# 抜粋テキスト
..........

【Watch記事検索】
最新ニュース
【11月30日】
【11月29日】
【11月28日】
【11月27日】
【11月26日】

3DゲームファンのためのXbox 360グラフィックス/物理エンジン講座
Xbox 360用ゲームライクテクニカルデモ「妖精の棲む森」の秘密



 8月末に開催されたCEDEC2005の「Microsoft Game Developers day」においてXbox 360ハードウェア情報の詳細が公開された。この中で、Xbox 360開発機で動作する、ゲームライクなリアルタイム・インタラクティブ・デモが公開され、そのデモの技術的背景などの詳細が語られた。

 このセッションは「NDA(秘密保持契約)ベース」ということであったが、今回、マイクロソフトおよび株式会社イニスの両方から特別に記事化の許可を頂けたのでここにレポートすることにした。


■ ゲームライクなリアルタイム・インタラクティブ・デモ「妖精が棲む森」とは?

株式会社イニス取締役副社長 矢野慶一氏
 デモの名称は「妖精の棲む森」。デモの開発を担当したのは「ガンダム・パイロット・アカデミー」などの開発を担当したことでも知られる株式会社イニス。

 ゲームライクなデモということだが、このデモはXbox 360上で動作するゲームエンジンの基本を制作し、その上で動作する形態を取っている。GPUメーカーが新GPUのたびに公開する自己完結した一過性のメガデモではない。

 実際の株式会社イニスがXbox 360のゲーム開発に利用できるエンジンとして制作が進められてきたとのことで、このエンジンには「nFactor2」という名称が付けられている(イニスにはnFactor1エンジンもある)。このnFactor2は、Xbox 360のハードウェアとしての特徴となっているマルチプロセッサCPUとプログラマブルシェーダ3.0仕様GPUを効果的に活用するようなエンジン・アーキテクチャとなっている。

 なお、このエンジンは「Unreal Engine」のような他社ライセンスや販売を前提としたエンジンではなく、あくまで社内向けに開発されたエンジンとのこと。このデモでは、実際にワールド内を歩き回ることができる上、ワールド内の様々なオブジェクトに相互干渉でき、非常にゲームライクな作りになっており、完成度が高い。開発期間についてはお茶を濁しつつも矢野氏は「数カ月間」という言い回しを使っていた。

 Xbox 360のゲームはどうなるのか、を推し量るものとしては最上のサンプルなので、目に付くテクニカルなフィーチャーを順番にじっくり見ていくことにしよう。


■ HDRレンダリング~Xbox 360特有のα2ビット、RGB10ビット浮動小数点実数のフォーマットを使用

空があまりにも明るいために空の明るさ基準でトーンマッピングが行なわれ妖精キャラクタが非常に暗く見えている。これもHDRレンダリング特有の表現だ
 次世代機では当たり前のレンダリングメソッドとなるハイ・ダイナミック・レンジ(HDR:High Dynamic Range)レンダリングが、このデモにも使われている。現実世界はディスプレイ機器で表現できる以上の高い表現幅(ダイナミックレンジ)に富んだ光/色に満ちあふれている。3Dグラフィックスにおいても、陰影処理自体を表現幅が広い数値系で行なって現実世界に即したレンダリングを行なおうとして生まれたのがHDRレンダリングだ。

..........

# 課題の目的
抜粋テキストのうち「なお、このエンジンは「Unr」から「という言い回しを使っていた。」まで(「という言い回しを使っていた。」も含む)を、一字も変えずに出力すること。 以下の資料は抜粋テキストとは関係がない。

# 表示情報

..........

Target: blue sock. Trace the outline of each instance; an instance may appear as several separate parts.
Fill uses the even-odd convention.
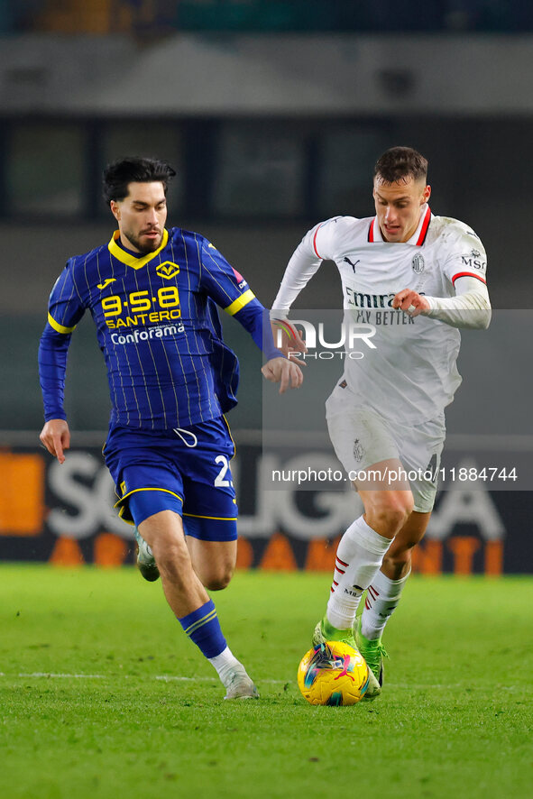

..........

# 出力結果
なお、このエンジンは「Unreal Engine」のような他社ライセンスや販売を前提としたエンジンではなく、あくまで社内向けに開発されたエンジンとのこと。このデモでは、実際にワールド内を歩き回ることができる上、ワールド内の様々なオブジェクトに相互干渉でき、非常にゲームライクな作りになっており、完成度が高い。開発期間についてはお茶を濁しつつも矢野氏は「数カ月間」という言い回しを使っていた。